======== Artikel Sumber
Mereka yang Mendukung Monolog ”Negeri Sarung”

919 kali dibaca

Sudah sepekan pertunjukan Monolog”Negeri Sarung” berlalu. Pertunjukan yang menjadi puncak rangkaian acara perayaan hari jadi ketiga jejaring duniasantri itu tergolong spektakuler dan bisa memiliki gema yang luar biasa semata-mata karena membanjirnya dukungan dari banyak tokoh dan kalangan. Banyak cerita unik bagaimana dukungan itu diberikan. Catatan ini sebagian kecil darinya.

Jika pada tulisan sebelumnya saya menceritakan pernak-pernik “sebelum dan setelah” pertunjukan monolog itu, kali ini saya mengisahkan sebagian tentang bagaimana cara kami memperoleh dukungan dari banyak tokoh dan kalangan.

Advertisements

Yang pertama adalah dukungan dari KH Said Aqil Siradj dan Wakil Ketua DPR RI RachmadGobel. Kami bertemu keduanya di tempat yang sama, dan “protokoler” yang mengaturnya tak lain adalah Halim Pohan. Tanpa sepengetahuan Pak Halim, di lingkaran sangat terbatas, kami menyebut anggota Dewan Pembina jejaring duniasantri ini sebagai “orang besar”. Orang yang bertugas mengatur relasi pengurus jejaring duniasantri dengan tokoh-tokoh besar dalam perhelatan ini.

Pada Selasa malam, 16 Agustus 2022, Kang Zastrouw dan saya bersilaturrahmi ke ndalem Kiai Said Aqil di Pondok Pesantren Luhur Al-Tsaqafah Ciganjur, Jakarta Selatan. Tentu saja, Pak Halim sudah lebih dulu di sana. Kiai Said menyambut kami di kursi panjang, di ruang tamu. Usai bersalaman dan mencium tangannya, saya melirik Kang Zastrouw meraih sarung yang dikenakan Kiai Said dan menciumnya. Saya harus menahan senyum karena tahu salah satu maksudnya: minta izin meminjam sarung Kiai Said untuk dipamerkan sebagai sarung memorabilia bersama lukisannya.

Silaturrahmi kami membuahkan hasil. Di sela obrolan yang panjang malam itu, Kiai Said memberikan restu dan dukungan penuh, dan bersedia hadir pada 27 Agustus 2022, termasuk memberikan testimoni. Kiai Said juga bersedia menyiapkan sarungnya untuk dipamerkan. “Yang baru atau sudah dipakai?” tanya Kiai Said. Kami menjawab, sarung yang biasa dikenakan. Sarung itu akhirnya dikirimkan utusannya di tempat pameran tepat waktu.

Hanya beberapa saat sebelumnya, juga di Pesantren Luhur Al-Tsaqafah itu, kami bertemu dengan Pak Rachmad Gobel. Sesungguhnya, pertemuan dengannya sudah diatur Pak Halim jauh-jauh hari sebelumnya. Bahkan, pada 9 Agustus 2022, kami sudah dijadwalkan diterima Pak Gobel di ruang kerjanya, di Gedung DPR RI. Sayangnya, hari itu Kang Zastrouw masih berada di Palu dan malah mau terbang ke Solo untuk menghadiri festival tembakau di Boyolali yang memang sudah lama diagendakan.
================
● Daftar Tugas
a - Ketik ulang bagian artikel tentang monolog "Negeri Sarung", semuanya mulai dari "Advertisements" hingga "dalam perhelatan ini.".
b - Ubah paragraf artikel tentang monolog "Negeri Sarung" yang diawali "Silaturrahmi kami membuahkan hasil" menjadi daftar poin singkat yang memuat fakta utamanya.
c - Dalam artikel tentang monolog "Negeri Sarung", di mana letak ndalem Kiai Said Aqil yang dikunjungi pada Selasa malam, 16 Agustus 2022?
Entri berikut tidak diperlukan untuk mengerjakan apa pun.
======== Cuplikan Entri
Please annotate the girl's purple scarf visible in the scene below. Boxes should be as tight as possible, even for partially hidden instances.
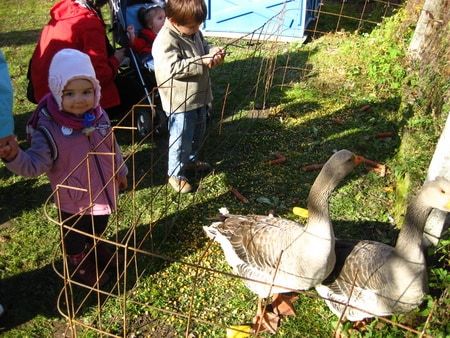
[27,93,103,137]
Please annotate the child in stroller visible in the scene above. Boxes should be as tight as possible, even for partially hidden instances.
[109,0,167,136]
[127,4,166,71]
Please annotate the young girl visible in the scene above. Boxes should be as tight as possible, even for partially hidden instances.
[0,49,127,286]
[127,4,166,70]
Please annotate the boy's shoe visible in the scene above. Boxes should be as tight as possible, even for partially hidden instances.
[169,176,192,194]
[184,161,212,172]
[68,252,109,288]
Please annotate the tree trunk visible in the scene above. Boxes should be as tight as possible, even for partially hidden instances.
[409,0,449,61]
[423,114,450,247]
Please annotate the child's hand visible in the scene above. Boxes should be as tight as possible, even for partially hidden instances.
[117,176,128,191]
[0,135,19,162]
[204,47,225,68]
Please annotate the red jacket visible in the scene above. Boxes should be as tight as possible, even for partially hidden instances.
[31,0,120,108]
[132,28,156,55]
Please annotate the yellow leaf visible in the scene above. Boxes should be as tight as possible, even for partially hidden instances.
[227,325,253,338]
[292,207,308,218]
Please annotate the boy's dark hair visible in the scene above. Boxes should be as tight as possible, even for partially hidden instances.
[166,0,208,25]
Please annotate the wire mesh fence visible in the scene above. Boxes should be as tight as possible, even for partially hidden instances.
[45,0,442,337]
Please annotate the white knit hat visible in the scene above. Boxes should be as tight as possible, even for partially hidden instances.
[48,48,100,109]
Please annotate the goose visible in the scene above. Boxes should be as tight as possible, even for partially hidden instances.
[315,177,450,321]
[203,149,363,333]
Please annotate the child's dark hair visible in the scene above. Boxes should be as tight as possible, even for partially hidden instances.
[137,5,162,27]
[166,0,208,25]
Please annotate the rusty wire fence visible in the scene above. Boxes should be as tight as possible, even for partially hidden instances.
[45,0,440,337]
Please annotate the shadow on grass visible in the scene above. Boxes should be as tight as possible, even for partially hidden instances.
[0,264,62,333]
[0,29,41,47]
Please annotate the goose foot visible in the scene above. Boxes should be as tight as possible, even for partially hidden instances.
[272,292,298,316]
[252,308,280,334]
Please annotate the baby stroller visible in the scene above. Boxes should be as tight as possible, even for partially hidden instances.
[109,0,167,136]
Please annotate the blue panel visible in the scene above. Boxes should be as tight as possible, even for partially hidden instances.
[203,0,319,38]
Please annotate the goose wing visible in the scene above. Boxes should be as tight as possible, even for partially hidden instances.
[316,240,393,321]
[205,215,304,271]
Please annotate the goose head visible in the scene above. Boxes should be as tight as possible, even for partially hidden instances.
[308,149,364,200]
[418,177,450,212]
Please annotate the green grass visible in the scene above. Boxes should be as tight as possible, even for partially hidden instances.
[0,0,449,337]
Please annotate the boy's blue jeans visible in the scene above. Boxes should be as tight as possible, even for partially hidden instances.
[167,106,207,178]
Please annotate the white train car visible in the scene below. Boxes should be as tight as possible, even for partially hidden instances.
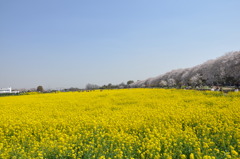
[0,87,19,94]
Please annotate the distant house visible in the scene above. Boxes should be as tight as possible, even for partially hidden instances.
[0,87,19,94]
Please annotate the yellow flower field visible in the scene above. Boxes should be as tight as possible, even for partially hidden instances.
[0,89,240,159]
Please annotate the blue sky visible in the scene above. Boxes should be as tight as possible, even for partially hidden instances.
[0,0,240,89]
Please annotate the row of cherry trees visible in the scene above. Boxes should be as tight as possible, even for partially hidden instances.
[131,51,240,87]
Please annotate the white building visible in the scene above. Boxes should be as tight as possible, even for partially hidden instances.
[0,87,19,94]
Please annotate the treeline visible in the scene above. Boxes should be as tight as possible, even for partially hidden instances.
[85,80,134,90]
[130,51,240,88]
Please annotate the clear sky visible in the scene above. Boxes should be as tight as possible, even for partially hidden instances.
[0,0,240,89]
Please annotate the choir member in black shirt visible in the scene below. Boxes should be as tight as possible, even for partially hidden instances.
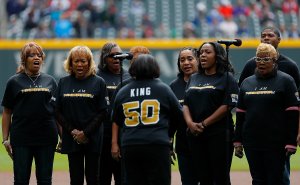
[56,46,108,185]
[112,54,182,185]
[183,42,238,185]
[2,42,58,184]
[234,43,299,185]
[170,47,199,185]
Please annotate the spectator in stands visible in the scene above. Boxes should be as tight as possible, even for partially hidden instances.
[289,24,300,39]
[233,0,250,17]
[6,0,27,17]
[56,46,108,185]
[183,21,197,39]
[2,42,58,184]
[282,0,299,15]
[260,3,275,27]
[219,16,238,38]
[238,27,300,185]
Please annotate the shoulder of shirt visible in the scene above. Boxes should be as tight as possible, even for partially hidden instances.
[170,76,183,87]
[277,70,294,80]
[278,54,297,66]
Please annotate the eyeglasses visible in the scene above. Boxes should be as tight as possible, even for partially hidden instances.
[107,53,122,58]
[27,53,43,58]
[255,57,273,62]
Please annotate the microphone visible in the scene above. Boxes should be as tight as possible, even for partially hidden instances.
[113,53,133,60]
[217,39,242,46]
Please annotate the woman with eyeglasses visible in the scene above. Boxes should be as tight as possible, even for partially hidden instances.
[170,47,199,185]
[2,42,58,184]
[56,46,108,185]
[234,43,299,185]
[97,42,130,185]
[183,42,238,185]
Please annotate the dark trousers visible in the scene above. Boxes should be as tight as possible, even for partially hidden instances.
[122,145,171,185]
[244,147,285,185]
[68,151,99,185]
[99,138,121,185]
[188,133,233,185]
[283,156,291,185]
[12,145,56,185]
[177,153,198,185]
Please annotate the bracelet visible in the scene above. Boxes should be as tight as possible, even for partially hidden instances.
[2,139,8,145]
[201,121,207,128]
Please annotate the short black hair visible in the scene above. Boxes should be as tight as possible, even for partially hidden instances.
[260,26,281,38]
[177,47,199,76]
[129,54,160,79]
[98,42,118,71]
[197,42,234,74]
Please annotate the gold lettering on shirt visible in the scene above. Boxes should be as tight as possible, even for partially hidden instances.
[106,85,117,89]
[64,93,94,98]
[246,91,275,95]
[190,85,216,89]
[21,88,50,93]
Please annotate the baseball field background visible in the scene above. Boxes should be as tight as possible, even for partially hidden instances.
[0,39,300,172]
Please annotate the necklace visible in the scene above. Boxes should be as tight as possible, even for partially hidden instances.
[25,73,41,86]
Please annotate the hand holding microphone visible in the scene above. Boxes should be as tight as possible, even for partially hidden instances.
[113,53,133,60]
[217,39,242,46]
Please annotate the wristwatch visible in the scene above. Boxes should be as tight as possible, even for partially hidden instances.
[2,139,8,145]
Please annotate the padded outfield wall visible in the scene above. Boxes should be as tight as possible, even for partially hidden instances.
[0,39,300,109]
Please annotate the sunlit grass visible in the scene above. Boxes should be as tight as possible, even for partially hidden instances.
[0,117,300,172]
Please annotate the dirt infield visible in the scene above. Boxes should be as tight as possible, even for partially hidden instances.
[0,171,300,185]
================
======== Cuplikan Entri
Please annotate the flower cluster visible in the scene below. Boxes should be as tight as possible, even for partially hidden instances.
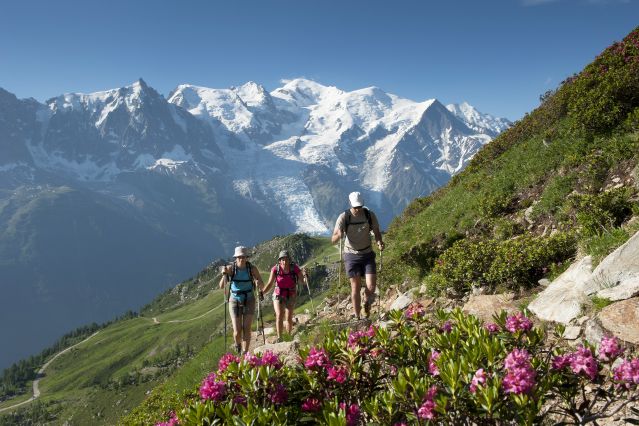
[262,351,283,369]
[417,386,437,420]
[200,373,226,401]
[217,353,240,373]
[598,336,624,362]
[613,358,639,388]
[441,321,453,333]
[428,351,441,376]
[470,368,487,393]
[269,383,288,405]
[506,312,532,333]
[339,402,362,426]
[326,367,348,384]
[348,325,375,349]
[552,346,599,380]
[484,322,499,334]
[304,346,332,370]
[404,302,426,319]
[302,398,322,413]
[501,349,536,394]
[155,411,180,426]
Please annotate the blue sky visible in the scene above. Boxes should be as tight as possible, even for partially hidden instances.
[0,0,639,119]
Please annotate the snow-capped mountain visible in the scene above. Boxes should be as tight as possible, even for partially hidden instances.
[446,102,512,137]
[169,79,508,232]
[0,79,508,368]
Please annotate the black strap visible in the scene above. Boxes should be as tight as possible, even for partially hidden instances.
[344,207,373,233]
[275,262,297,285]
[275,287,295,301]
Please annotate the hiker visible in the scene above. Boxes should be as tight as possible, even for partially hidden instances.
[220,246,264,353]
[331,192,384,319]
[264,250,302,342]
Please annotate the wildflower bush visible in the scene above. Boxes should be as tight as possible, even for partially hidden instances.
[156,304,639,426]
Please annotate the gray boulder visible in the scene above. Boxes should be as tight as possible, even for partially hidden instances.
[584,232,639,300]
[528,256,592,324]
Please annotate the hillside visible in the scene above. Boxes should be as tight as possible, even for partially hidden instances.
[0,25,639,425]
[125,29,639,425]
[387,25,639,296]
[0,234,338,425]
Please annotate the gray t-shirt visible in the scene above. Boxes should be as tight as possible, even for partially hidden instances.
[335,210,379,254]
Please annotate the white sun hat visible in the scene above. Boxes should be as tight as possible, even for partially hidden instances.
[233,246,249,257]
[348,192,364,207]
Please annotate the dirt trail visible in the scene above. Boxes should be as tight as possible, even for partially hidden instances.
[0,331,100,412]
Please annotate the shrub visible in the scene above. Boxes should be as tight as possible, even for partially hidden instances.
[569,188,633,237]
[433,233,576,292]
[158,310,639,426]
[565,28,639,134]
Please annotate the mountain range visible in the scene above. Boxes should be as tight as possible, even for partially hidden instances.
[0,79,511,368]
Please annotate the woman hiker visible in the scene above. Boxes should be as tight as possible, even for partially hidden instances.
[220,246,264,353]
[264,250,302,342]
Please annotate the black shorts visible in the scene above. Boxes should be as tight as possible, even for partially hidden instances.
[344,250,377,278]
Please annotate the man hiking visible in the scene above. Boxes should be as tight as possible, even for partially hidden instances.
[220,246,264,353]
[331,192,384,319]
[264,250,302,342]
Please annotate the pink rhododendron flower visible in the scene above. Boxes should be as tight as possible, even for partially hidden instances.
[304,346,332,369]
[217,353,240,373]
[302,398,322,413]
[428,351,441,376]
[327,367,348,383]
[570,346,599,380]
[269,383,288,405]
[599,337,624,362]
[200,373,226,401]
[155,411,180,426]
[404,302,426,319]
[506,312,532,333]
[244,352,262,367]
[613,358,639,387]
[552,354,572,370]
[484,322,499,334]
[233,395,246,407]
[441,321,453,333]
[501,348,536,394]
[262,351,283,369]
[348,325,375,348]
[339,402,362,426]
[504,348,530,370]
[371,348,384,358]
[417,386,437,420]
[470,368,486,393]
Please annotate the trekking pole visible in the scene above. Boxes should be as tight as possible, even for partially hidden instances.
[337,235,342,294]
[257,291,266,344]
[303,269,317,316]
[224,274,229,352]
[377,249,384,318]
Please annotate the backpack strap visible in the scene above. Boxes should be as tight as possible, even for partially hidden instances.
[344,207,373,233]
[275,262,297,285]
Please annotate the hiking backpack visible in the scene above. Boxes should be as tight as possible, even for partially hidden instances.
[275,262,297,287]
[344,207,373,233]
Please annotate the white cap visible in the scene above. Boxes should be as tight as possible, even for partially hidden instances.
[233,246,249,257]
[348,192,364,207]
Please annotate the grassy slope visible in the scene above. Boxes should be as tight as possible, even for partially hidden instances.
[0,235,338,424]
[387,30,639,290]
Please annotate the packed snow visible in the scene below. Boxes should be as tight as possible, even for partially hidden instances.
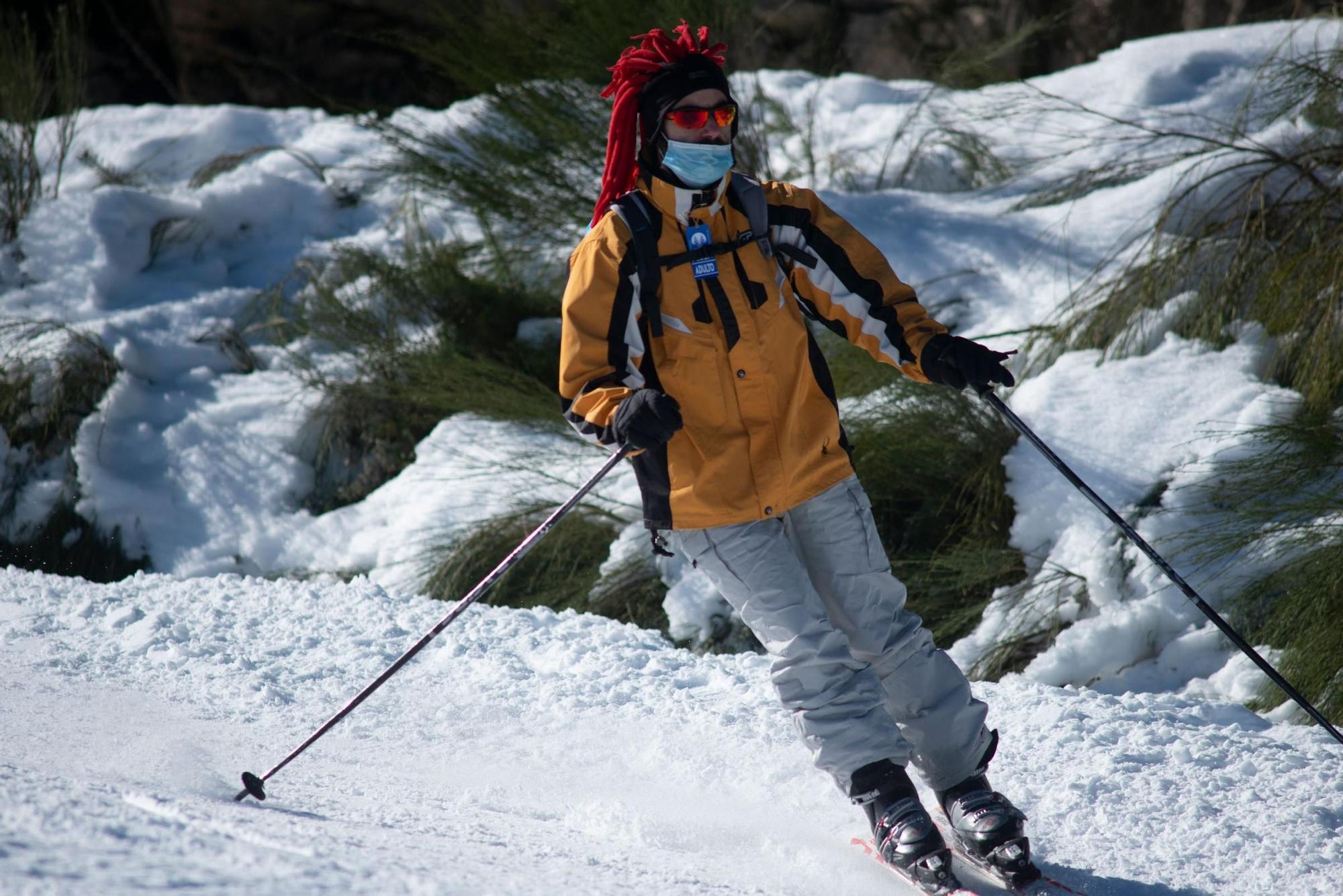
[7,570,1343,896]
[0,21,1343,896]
================
======== Cuplikan Entri
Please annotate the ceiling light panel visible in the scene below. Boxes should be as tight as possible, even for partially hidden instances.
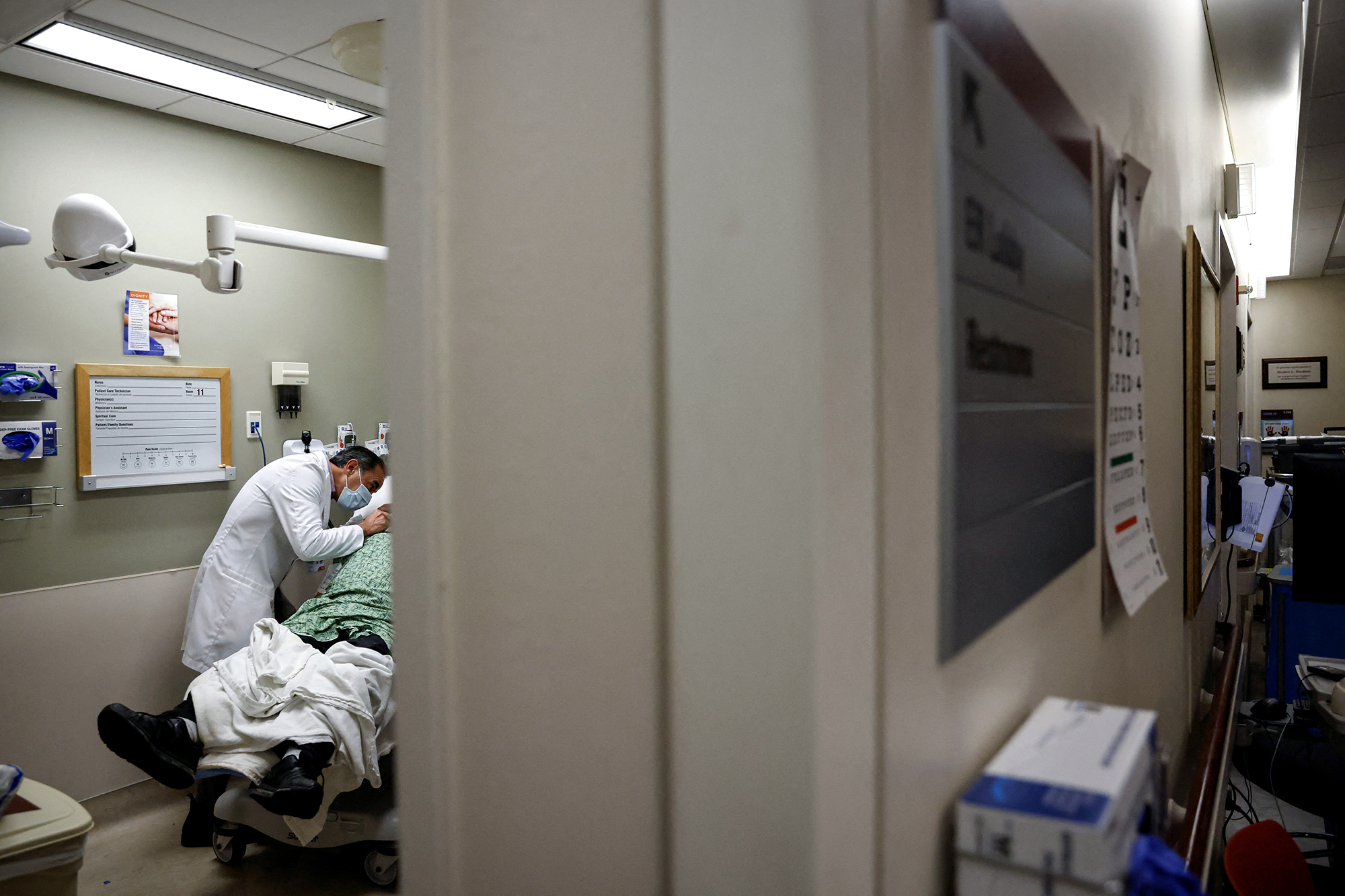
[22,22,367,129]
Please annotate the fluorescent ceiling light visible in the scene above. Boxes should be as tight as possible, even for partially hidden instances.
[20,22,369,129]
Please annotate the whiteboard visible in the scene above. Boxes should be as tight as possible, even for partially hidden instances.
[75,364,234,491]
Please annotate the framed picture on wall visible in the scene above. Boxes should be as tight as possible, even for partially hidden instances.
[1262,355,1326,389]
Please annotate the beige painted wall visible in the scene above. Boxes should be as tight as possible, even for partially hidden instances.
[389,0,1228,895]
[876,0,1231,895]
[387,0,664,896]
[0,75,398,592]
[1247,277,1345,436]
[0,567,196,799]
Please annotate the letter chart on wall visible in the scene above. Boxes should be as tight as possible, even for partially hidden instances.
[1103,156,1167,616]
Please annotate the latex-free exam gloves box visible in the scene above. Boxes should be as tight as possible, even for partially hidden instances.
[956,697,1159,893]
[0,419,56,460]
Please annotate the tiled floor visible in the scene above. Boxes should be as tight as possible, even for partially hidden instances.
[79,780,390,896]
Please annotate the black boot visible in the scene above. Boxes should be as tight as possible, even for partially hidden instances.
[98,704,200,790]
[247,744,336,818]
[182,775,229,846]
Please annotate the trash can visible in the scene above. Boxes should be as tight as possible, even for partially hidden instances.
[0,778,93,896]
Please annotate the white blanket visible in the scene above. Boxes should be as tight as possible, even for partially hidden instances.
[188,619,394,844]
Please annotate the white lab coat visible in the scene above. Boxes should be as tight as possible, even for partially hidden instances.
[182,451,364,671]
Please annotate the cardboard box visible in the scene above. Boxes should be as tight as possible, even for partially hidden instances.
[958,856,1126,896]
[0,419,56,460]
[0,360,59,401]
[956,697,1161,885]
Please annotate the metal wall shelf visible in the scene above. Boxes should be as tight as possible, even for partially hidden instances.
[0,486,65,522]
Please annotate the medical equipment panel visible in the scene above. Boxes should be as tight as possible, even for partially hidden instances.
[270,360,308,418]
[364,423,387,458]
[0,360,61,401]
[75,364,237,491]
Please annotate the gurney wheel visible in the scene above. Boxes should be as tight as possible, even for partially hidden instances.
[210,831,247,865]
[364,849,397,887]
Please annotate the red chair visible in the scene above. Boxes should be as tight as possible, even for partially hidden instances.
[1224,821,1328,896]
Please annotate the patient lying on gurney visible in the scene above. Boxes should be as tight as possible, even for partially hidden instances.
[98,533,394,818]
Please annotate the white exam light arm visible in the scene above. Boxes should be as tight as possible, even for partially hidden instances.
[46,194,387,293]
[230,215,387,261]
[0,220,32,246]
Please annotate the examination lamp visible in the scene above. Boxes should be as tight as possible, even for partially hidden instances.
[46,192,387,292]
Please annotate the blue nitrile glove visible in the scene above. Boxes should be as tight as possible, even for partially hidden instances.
================
● Jawaban Lengkap
a -
Advertisements

Yang pertama adalah dukungan dari KH Said Aqil Siradj dan Wakil Ketua DPR RI RachmadGobel. Kami bertemu keduanya di tempat yang sama, dan “protokoler” yang mengaturnya tak lain adalah Halim Pohan. Tanpa sepengetahuan Pak Halim, di lingkaran sangat terbatas, kami menyebut anggota Dewan Pembina jejaring duniasantri ini sebagai “orang besar”. Orang yang bertugas mengatur relasi pengurus jejaring duniasantri dengan tokoh-tokoh besar dalam perhelatan ini.

b -
- Kiai Said memberikan restu dan dukungan penuh.
- Ia bersedia hadir pada 27 Agustus 2022 dan memberikan testimoni.
- Ia bersedia menyiapkan sarung yang biasa ia kenakan untuk dipamerkan.
- Utusannya mengirimkan sarung itu ke tempat pameran tepat waktu.

c - Di Pondok Pesantren Luhur Al-Tsaqafah Ciganjur, Jakarta Selatan.